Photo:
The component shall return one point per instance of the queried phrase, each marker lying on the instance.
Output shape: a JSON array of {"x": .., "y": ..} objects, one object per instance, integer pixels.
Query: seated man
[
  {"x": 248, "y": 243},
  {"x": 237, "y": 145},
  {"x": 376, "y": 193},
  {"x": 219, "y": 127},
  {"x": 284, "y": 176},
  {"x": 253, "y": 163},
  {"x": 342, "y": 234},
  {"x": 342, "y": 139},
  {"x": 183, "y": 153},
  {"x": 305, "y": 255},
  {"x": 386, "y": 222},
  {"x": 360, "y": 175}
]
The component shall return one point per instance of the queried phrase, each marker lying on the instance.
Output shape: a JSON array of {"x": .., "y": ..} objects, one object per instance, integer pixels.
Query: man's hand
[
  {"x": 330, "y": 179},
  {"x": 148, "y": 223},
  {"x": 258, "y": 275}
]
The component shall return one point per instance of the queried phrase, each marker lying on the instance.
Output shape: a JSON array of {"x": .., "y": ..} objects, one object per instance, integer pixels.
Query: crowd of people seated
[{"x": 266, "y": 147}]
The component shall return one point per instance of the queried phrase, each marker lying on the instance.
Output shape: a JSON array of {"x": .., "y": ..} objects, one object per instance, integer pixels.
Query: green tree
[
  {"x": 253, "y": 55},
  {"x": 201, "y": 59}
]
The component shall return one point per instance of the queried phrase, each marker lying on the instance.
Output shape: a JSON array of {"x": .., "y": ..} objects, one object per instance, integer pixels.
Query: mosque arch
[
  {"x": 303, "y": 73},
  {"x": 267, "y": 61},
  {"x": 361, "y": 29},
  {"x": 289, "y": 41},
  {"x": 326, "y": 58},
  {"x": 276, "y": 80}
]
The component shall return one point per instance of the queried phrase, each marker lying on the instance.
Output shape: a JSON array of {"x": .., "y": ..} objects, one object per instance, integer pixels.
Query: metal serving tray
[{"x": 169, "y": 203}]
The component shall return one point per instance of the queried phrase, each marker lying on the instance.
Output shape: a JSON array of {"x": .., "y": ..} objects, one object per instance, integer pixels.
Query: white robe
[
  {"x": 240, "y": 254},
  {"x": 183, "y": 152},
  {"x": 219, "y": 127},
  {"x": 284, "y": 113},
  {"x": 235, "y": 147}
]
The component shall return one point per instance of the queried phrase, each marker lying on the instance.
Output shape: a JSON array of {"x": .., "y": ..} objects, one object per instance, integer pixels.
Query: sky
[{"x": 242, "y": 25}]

* [Task details]:
A word-for-word transcription of all the data is needed.

* [Solved problem]:
Photo:
The component shall return one point per instance of the queried phrase, each marker lying on the instance.
Output shape: a JSON array of {"x": .., "y": ..} objects, one object per instance, integer pixels.
Query: seated man
[
  {"x": 248, "y": 243},
  {"x": 237, "y": 145},
  {"x": 376, "y": 193},
  {"x": 219, "y": 127},
  {"x": 284, "y": 176},
  {"x": 253, "y": 163},
  {"x": 342, "y": 234},
  {"x": 342, "y": 139},
  {"x": 183, "y": 153},
  {"x": 305, "y": 255},
  {"x": 386, "y": 222},
  {"x": 360, "y": 175}
]
The component shall return one point per instance of the queried phrase, each marker lying on the instance.
Output shape: a JSON array of {"x": .., "y": ..} objects, one object per instance, integer pixels.
Query: man's hand
[
  {"x": 330, "y": 179},
  {"x": 148, "y": 223},
  {"x": 258, "y": 275}
]
The component shall return one point per instance of the queried phrase, each marker lying on the instance.
Output shape: a JSON array of {"x": .., "y": ..} objects, one object per instance, integer pixels.
Query: crowd of people seated
[{"x": 266, "y": 147}]
The component shall return one point per instance of the queried phrase, each marker lying on the instance.
Output shape: a JSON array of {"x": .., "y": ..} objects, one object per instance, integer pixels.
Query: green tree
[
  {"x": 253, "y": 55},
  {"x": 201, "y": 59}
]
The component shall return one point per instance of the queried phrase, each marker lying on the instance.
Output shape: a JSON array of {"x": .., "y": ..} objects, one object per instance, integer pixels.
Query: mosque arch
[
  {"x": 303, "y": 73},
  {"x": 267, "y": 61},
  {"x": 361, "y": 29},
  {"x": 289, "y": 41},
  {"x": 326, "y": 58},
  {"x": 276, "y": 80}
]
The component shall return one point per instance of the queried phrase, each marker lying on the instance.
Output shape: a JSON array of {"x": .., "y": ..} objects, one object per instance, integer pixels.
Query: metal serving tray
[{"x": 169, "y": 203}]
The component shall return one point per instance of the queried phrase, each marker lying on the instance.
Output shape: a JSON array of {"x": .., "y": ..} objects, one object per instance, integer pixels.
Query: white robe
[
  {"x": 240, "y": 254},
  {"x": 183, "y": 152},
  {"x": 219, "y": 127},
  {"x": 284, "y": 113},
  {"x": 235, "y": 147}
]
The component shall return one point per instance of the queried phrase, each marker lying on the instance.
Output shape: a JSON array of {"x": .., "y": ..} objects, one object per instance, integer pixels.
Query: sky
[{"x": 242, "y": 25}]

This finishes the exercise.